> **STATED EXERCISE**
Take the listing and print it in full, exactly as given.

> **EXERCISE MATERIALS**

/---

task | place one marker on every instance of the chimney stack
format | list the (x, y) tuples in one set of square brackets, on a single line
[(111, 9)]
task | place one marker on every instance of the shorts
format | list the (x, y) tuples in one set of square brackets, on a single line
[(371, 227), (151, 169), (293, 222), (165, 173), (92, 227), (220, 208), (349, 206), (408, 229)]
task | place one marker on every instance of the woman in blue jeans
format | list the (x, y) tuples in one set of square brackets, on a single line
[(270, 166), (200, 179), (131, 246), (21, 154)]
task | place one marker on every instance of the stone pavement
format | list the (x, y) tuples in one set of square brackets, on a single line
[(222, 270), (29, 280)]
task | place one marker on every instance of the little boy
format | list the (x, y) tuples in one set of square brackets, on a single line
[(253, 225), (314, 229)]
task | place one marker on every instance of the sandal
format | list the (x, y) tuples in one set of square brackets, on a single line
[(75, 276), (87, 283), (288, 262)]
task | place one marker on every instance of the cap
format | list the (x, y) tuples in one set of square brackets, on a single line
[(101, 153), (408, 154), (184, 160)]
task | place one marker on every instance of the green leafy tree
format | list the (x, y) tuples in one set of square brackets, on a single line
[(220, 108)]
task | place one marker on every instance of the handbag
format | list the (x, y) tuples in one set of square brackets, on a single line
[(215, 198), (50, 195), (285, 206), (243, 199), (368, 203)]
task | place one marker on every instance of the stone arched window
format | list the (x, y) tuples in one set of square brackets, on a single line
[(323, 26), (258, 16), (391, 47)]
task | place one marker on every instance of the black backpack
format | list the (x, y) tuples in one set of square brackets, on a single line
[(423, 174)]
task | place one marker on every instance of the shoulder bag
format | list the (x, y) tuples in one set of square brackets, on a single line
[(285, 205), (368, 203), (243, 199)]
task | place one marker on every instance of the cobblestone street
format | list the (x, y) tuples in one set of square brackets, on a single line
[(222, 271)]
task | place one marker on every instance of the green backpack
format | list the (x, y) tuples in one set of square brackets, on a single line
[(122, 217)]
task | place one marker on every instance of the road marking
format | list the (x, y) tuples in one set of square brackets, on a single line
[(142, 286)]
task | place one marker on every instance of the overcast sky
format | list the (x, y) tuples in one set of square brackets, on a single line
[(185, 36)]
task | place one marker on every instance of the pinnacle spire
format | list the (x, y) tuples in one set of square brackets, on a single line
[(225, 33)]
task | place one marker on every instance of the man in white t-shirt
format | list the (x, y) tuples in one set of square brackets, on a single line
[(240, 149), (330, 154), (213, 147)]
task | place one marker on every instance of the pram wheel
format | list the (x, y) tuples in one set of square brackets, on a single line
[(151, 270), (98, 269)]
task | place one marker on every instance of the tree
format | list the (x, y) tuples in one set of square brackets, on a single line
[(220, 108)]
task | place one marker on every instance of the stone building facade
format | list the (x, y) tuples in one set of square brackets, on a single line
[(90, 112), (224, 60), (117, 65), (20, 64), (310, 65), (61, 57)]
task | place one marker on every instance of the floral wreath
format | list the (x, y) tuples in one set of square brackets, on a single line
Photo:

\---

> **REPLY**
task | place one marker on every instance of the chimney stack
format | list the (x, y) tuples in one set of square brackets, on a single line
[(111, 9)]
task | place one marker on every instance of the shorts
format | list the (x, y) tuples in one set of square brackets, on a single line
[(371, 227), (151, 169), (293, 222), (165, 173), (92, 227), (220, 208), (349, 206), (408, 229)]
task | place one marker on every instance of the woman in blue jeans
format | list the (x, y) tuples in one set of square brackets, on a single line
[(270, 166), (200, 179), (131, 246), (21, 154)]
task | place one marker on every instance of the stone pavement
format | list the (x, y) tuples in one set of square brackets, on a single line
[(222, 270), (29, 280)]
task | place one marker on every instance of the little boy
format | list the (x, y) tuples in one set of square brackets, on a single line
[(253, 225), (314, 229)]
task | place one marker on every instance of the sandal
format | list the (x, y) tuples in one set of square brackets, on a single line
[(75, 276), (87, 283), (288, 262)]
task | place one marker on every instance of the cap
format | list the (x, y) tuples in one set of square brackets, on a single line
[(101, 153), (408, 154), (184, 160)]
task | place one marker on every instance of the green leafy tree
format | list the (x, y) tuples in one set of square brackets, on a single line
[(220, 108)]
task | place one marker on every instance of the handbag
format | list the (x, y) tuples in one set of square brackets, on a single line
[(215, 198), (50, 195), (285, 206), (243, 199), (368, 203)]
task | place one marker on every instance of the stone arched window
format | list the (x, y) tuples in one set of square brackets, on a single line
[(323, 26), (258, 16), (391, 47)]
task | place one marker on every instance of the black backpack
format | list the (x, y) tuples in one set of square brackets, on a single line
[(423, 174)]
task | place one marker on every instance of the shoulder bag
format | list the (x, y) tuples in one set of square brackets, on a single line
[(285, 205), (368, 203), (243, 199)]
task | place one marker on every instance of the cobblestone street
format | list the (x, y) tuples in one set of square brackets, on a single line
[(222, 271)]
task | place one marker on every instance of the green backpack
format | list the (x, y) tuples in one set of square brackets, on a single line
[(122, 217)]
task | place one marker on every instance of the road marking
format | list the (x, y) tuples in one set of square brackets, on a single line
[(142, 286)]
task | place one marker on every instance of the overcast sky
format | list the (x, y) tuples in one set of square brackets, on a single line
[(185, 36)]
task | place one marker on every instance of the pinnacle spire
format | list the (x, y) tuples in one set of square brackets, on a single line
[(225, 33)]
task | place one marker on every instance of the man in white t-shirt
format | list the (x, y) tuples in one set of square brackets, on a single line
[(240, 149), (330, 154), (213, 147)]
task | place one marker on every instance of the pram wheel
format | list the (x, y) tuples in one set of square brackets, on a single line
[(151, 270), (98, 269)]
task | place one marker on every instance of the tree
format | list the (x, y) tuples in one set of square brackets, on a single line
[(220, 108)]
task | place one marker on every instance of the stone building facade
format | list the (x, y) tuples in one set of square brackets, on a single line
[(90, 112), (224, 60), (117, 65), (20, 64), (310, 65), (61, 57)]
task | place one marker on every instance of the floral wreath
format | list the (x, y) tuples in one set of square brackets, on a single line
Photo:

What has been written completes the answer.